◆ **Records supplied**:
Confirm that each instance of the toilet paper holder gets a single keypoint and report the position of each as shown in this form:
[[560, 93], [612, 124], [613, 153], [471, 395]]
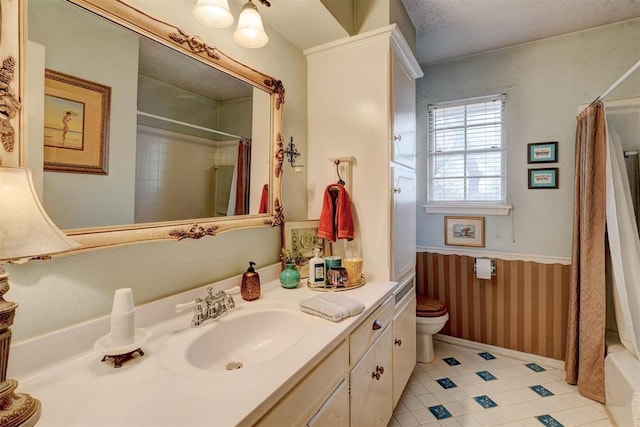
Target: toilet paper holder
[[493, 265]]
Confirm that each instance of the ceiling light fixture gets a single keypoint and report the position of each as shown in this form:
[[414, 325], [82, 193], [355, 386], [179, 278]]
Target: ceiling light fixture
[[249, 32]]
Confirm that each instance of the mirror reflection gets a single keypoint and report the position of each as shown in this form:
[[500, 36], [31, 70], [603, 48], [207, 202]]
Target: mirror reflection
[[184, 140]]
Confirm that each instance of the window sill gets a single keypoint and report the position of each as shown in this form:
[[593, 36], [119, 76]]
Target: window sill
[[467, 209]]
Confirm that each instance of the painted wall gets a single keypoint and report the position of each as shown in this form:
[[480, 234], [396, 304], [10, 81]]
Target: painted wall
[[68, 290], [545, 82]]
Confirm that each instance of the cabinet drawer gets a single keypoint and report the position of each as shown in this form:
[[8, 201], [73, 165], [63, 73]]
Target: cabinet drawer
[[310, 393], [369, 330]]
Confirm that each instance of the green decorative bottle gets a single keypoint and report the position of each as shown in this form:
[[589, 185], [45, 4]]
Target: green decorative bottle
[[289, 277]]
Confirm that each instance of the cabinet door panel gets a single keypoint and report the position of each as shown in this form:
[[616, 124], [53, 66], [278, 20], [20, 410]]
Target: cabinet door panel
[[371, 395], [335, 411], [404, 117], [403, 242], [404, 347]]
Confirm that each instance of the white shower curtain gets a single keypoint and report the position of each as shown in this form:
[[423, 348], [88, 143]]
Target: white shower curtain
[[624, 245]]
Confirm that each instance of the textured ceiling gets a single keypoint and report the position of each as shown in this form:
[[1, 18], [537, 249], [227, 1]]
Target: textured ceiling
[[447, 29]]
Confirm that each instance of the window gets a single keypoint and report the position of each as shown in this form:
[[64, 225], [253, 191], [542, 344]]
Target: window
[[466, 152]]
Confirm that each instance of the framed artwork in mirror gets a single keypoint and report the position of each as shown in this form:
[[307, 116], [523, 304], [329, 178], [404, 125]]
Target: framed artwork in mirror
[[76, 123], [464, 231], [302, 236]]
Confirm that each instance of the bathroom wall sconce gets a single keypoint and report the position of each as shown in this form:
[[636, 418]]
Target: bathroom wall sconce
[[292, 153], [249, 32]]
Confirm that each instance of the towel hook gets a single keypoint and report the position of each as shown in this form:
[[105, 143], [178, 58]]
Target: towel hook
[[340, 181]]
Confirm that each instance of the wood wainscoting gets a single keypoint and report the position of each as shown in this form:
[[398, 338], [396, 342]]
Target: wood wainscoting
[[523, 307]]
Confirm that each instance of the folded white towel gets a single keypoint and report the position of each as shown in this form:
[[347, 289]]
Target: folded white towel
[[332, 306]]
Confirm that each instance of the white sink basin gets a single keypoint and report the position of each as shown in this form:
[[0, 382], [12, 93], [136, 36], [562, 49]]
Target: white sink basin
[[238, 341]]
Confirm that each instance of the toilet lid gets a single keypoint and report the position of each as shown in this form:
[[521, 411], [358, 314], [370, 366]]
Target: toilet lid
[[429, 307]]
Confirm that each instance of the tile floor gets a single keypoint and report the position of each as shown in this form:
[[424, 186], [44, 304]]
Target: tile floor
[[466, 387]]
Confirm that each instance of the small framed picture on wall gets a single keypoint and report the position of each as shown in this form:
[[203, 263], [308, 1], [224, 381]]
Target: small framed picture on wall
[[464, 231], [542, 152], [543, 178]]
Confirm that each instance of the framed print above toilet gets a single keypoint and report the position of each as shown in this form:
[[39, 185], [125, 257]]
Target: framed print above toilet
[[464, 231]]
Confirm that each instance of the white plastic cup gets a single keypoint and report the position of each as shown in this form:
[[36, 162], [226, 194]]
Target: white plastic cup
[[122, 329], [122, 301]]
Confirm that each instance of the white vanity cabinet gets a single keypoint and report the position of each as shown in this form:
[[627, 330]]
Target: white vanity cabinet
[[317, 396], [371, 375], [371, 384]]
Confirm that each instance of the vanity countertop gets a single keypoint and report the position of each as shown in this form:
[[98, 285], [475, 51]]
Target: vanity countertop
[[81, 390]]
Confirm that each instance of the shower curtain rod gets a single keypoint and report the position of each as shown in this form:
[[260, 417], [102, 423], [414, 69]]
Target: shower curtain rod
[[165, 119], [624, 77]]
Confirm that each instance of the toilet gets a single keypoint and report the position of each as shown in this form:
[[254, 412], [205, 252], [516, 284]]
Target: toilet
[[431, 316]]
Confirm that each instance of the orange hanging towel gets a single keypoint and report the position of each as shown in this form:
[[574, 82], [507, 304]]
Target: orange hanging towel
[[336, 221], [264, 199]]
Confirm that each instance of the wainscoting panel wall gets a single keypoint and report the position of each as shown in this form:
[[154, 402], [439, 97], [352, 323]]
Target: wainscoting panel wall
[[523, 307]]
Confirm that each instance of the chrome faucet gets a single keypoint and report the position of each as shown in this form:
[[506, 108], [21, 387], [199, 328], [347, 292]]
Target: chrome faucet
[[211, 307]]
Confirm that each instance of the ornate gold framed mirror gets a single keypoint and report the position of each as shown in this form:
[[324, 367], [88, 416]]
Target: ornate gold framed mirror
[[258, 204]]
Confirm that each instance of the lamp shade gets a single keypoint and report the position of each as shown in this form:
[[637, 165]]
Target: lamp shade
[[213, 13], [25, 228], [250, 32]]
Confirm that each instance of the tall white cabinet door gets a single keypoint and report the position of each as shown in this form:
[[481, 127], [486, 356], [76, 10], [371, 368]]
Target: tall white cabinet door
[[404, 116], [404, 347], [371, 385], [403, 222]]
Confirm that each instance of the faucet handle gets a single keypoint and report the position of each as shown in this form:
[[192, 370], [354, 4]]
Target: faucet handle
[[198, 316], [228, 299]]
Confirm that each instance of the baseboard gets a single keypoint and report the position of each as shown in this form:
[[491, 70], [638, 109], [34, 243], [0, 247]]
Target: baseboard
[[526, 357]]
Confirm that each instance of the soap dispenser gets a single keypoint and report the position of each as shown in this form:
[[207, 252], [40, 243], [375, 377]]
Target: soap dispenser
[[250, 288], [316, 270]]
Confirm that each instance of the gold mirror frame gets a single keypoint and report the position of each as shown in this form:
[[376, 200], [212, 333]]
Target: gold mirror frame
[[12, 16]]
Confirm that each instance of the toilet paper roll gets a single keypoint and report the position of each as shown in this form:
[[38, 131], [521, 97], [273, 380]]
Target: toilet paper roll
[[483, 268]]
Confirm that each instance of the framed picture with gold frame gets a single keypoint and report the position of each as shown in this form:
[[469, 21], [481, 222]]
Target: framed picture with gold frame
[[76, 123], [464, 231], [303, 237]]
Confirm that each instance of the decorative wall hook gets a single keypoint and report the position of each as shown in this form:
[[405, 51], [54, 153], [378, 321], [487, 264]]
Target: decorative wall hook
[[292, 153]]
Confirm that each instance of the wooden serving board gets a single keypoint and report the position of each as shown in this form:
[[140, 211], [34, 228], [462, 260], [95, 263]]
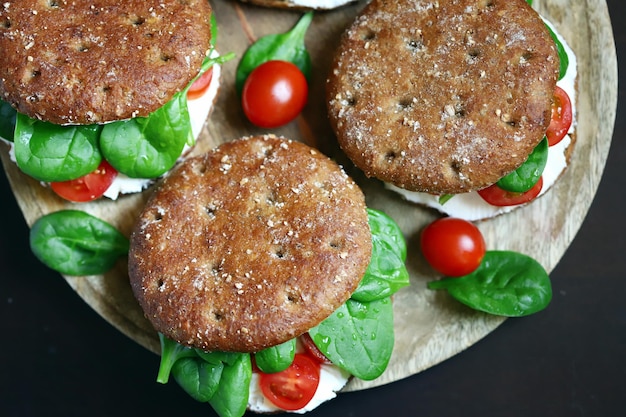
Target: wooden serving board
[[430, 327]]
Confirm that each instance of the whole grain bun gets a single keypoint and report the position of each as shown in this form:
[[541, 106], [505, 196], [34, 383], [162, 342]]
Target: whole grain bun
[[249, 245], [76, 62], [442, 96]]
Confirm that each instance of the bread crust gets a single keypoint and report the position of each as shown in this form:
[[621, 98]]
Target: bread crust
[[91, 62], [442, 96], [249, 245]]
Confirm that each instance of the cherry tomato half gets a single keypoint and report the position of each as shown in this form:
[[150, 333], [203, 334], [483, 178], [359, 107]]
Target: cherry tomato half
[[496, 196], [200, 85], [453, 246], [313, 350], [88, 187], [561, 119], [274, 93], [293, 388]]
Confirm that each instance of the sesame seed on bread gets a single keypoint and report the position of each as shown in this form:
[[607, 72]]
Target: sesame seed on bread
[[249, 245], [90, 62], [442, 96]]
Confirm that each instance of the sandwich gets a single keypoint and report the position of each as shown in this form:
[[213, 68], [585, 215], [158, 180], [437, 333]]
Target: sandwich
[[443, 99], [265, 275], [95, 95]]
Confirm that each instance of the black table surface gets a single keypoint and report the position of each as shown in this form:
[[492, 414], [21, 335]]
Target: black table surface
[[59, 358]]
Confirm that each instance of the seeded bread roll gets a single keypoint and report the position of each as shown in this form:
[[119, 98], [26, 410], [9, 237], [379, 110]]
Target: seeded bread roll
[[249, 245], [442, 96], [76, 62]]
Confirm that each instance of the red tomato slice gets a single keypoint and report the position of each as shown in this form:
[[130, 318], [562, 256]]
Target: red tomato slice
[[561, 119], [454, 247], [496, 196], [88, 187], [274, 94], [293, 388], [198, 88], [313, 350]]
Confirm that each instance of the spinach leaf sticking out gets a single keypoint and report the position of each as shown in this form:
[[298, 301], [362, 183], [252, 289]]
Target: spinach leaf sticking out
[[198, 378], [563, 58], [358, 337], [506, 284], [73, 242], [276, 358], [231, 397], [288, 46], [527, 175], [7, 121], [220, 378], [170, 353], [386, 272], [147, 147], [49, 152]]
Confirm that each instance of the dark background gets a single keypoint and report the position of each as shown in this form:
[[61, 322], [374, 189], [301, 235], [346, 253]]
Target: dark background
[[59, 358]]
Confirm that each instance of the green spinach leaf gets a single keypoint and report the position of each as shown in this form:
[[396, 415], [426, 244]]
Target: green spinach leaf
[[49, 152], [563, 58], [7, 121], [231, 397], [171, 351], [527, 175], [148, 147], [386, 272], [358, 337], [198, 378], [288, 46], [73, 242], [505, 284], [276, 358]]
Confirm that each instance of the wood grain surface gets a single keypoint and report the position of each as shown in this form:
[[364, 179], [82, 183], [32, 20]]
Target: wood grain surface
[[430, 327]]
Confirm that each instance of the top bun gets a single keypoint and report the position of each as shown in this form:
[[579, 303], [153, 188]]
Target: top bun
[[77, 62], [249, 246], [440, 96]]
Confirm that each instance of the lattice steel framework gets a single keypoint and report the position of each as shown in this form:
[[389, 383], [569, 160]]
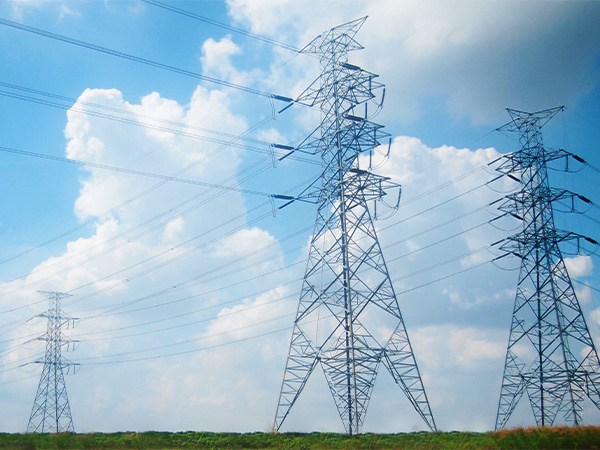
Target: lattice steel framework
[[550, 355], [51, 412], [347, 292]]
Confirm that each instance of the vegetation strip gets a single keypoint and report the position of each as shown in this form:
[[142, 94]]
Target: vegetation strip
[[587, 437]]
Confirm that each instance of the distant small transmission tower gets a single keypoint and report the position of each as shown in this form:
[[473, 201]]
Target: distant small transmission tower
[[51, 412], [347, 294], [550, 355]]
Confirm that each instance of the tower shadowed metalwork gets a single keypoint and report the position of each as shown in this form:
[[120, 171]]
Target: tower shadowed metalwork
[[550, 355], [347, 297], [51, 412]]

◆ **Given request**:
Beginning at the line that contains "Confirm that each instance of the green spinach", copy each remaining line of the records exactly, through the final one. Omit the pictures.

◆ **Written solution**:
Confirm that each instance of the green spinach leaf gets a single keypoint and report the position of each as shown in this form:
[[396, 415], [426, 244]]
Target: green spinach leaf
[[49, 152], [563, 58], [7, 121], [231, 397], [171, 351], [527, 175], [148, 147], [386, 272], [358, 337], [198, 378], [288, 46], [73, 242], [505, 284], [276, 358]]
Confirm that each instance of the wood grain surface gets a single keypoint and report the position of each as shown in this form:
[[364, 179], [82, 183], [32, 20]]
Target: wood grain surface
[[430, 327]]
Confirm that each instance of the top bun gets a single keypoint and report the position of each as shown in this form:
[[579, 303], [153, 188]]
Target: top bun
[[77, 62], [249, 246], [440, 96]]
Confirm that each instance of the lattice steel framework gets a single keypoint and report the position of each as shown in this form:
[[389, 383], [569, 160]]
Target: lattice steel framework
[[550, 355], [51, 412], [347, 292]]
Confirm that each instance of the vegetation strip gets a single keypoint and report the position of each as shown in this form:
[[142, 94]]
Target: vegetation strip
[[587, 437]]
Confirm that each instance of the distant small transmission tower gets a single keypoint and report the position of each as shown in this form:
[[473, 201]]
Target: distant small transmission tower
[[51, 412], [347, 294], [550, 355]]
Confirm that each instance of the tower shadowed metalwork gets a single keypoint and report the position of each as shown in this form:
[[120, 171]]
Target: tower shadowed metalwork
[[550, 355], [347, 297], [51, 412]]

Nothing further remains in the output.